**** INPUT MATERIAL
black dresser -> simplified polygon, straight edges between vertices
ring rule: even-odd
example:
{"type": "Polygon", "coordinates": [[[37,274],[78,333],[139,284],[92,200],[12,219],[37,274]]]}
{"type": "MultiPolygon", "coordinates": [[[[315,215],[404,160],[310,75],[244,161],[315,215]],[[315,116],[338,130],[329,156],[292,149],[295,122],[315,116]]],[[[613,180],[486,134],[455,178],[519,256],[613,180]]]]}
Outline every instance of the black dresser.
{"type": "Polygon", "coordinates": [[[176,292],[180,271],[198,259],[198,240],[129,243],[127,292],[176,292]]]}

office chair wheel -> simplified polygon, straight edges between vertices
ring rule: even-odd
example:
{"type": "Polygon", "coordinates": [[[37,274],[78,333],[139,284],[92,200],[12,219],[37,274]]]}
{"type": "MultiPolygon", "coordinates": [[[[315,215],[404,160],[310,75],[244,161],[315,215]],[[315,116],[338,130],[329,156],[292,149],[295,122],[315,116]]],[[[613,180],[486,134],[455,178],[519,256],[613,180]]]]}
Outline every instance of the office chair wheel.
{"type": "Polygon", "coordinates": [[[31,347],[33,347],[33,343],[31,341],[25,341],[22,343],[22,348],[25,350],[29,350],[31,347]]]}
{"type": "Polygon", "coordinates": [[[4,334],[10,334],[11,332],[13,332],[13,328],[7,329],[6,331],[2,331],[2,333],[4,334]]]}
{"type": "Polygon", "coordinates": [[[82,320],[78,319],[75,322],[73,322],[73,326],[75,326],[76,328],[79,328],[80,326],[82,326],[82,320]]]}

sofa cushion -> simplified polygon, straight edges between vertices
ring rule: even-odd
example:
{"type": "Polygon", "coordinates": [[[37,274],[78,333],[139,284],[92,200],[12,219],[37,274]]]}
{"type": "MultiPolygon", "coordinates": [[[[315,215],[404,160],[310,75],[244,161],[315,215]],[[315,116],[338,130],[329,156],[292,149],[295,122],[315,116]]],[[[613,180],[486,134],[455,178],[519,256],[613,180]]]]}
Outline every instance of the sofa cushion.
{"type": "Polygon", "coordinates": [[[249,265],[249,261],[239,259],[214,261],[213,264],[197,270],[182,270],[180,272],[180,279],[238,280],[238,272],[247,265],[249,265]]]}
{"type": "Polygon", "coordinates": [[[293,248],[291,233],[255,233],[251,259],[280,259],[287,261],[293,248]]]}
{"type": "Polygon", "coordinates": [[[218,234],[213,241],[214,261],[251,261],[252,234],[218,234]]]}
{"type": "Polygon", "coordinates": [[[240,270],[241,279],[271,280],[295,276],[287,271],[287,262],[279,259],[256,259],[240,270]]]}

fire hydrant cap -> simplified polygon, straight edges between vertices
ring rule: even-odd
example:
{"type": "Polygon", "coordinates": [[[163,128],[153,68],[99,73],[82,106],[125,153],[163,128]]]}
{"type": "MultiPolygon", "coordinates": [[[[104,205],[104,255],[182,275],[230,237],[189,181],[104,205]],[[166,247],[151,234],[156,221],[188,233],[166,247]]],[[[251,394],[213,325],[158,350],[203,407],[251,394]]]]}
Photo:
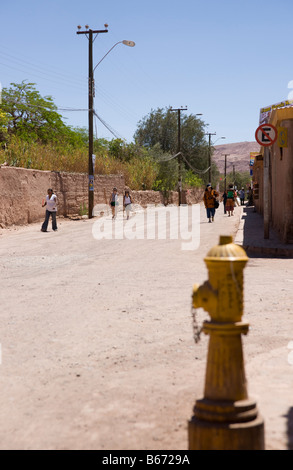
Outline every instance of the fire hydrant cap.
{"type": "Polygon", "coordinates": [[[247,261],[248,257],[246,252],[241,246],[233,243],[233,238],[230,235],[221,235],[219,245],[213,246],[208,252],[205,260],[211,260],[213,258],[221,260],[238,260],[247,261]]]}

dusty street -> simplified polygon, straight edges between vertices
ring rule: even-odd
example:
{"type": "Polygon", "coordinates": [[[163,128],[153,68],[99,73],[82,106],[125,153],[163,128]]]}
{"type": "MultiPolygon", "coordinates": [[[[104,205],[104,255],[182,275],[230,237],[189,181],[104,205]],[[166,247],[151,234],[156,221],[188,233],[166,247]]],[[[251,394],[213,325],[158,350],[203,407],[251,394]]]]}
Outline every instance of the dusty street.
{"type": "MultiPolygon", "coordinates": [[[[209,224],[201,207],[192,251],[168,238],[98,240],[96,218],[1,230],[0,448],[186,450],[208,346],[193,340],[192,285],[240,216],[221,206],[209,224]]],[[[244,271],[246,376],[266,449],[292,447],[292,265],[254,256],[244,271]]]]}

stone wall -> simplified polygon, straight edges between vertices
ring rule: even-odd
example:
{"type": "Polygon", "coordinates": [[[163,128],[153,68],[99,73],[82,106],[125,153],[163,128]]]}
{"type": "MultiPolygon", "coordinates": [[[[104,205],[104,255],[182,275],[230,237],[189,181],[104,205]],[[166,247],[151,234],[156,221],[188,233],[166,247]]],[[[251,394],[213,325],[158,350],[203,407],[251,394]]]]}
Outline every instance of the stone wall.
{"type": "MultiPolygon", "coordinates": [[[[120,196],[126,189],[123,175],[96,175],[94,204],[108,204],[113,187],[120,196]]],[[[42,201],[47,189],[52,188],[58,196],[58,214],[76,216],[88,206],[88,176],[84,173],[28,170],[0,166],[0,227],[25,225],[44,218],[42,201]]],[[[170,191],[164,196],[159,191],[132,191],[136,204],[178,204],[178,193],[170,191]]],[[[195,204],[202,200],[199,189],[184,192],[185,202],[195,204]]]]}

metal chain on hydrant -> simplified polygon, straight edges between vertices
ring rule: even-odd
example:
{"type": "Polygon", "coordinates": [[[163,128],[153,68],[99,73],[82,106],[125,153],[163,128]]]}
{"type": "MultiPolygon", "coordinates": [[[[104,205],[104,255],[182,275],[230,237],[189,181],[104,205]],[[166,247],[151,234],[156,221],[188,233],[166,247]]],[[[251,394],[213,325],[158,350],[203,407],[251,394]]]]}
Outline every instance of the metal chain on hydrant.
{"type": "Polygon", "coordinates": [[[196,308],[191,305],[191,317],[192,317],[192,326],[193,326],[193,338],[195,344],[197,344],[200,340],[200,334],[202,332],[202,327],[199,326],[196,318],[196,308]]]}

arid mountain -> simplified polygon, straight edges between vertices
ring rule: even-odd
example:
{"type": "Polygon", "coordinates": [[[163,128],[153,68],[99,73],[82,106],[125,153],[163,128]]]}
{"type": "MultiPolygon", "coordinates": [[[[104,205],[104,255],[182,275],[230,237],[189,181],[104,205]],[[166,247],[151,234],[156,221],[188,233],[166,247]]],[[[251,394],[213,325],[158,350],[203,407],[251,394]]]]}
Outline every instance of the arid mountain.
{"type": "Polygon", "coordinates": [[[225,155],[227,155],[227,174],[233,171],[249,171],[250,152],[259,152],[257,142],[237,142],[235,144],[215,145],[212,159],[217,164],[220,173],[225,171],[225,155]]]}

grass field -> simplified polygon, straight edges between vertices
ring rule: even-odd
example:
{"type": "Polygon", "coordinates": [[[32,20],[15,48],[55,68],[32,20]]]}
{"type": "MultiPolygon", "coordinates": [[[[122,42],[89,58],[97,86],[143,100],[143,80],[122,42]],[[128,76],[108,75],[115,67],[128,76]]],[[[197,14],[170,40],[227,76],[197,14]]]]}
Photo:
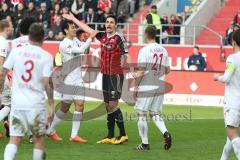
********
## TASK OBJECTIVE
All lines above with the word "straight" need to be reported.

## YOUR SOLUTION
black dresser -> simplified polygon, straight edges between vertices
office chair wheel -> simplified polygon, straight edges between vertices
sofa cushion -> simplified polygon, straight edges between vertices
fire hydrant cap -> simplified polygon, straight edges between vertices
dusty street -> simplified polygon, straight edges between vertices
stone wall -> simplified polygon, straight edges between vertices
metal chain on hydrant -> simplified polygon, straight edges between vertices
arid mountain -> simplified polygon, straight edges between vertices
grass field -> simplified polygon, straight edges between vertices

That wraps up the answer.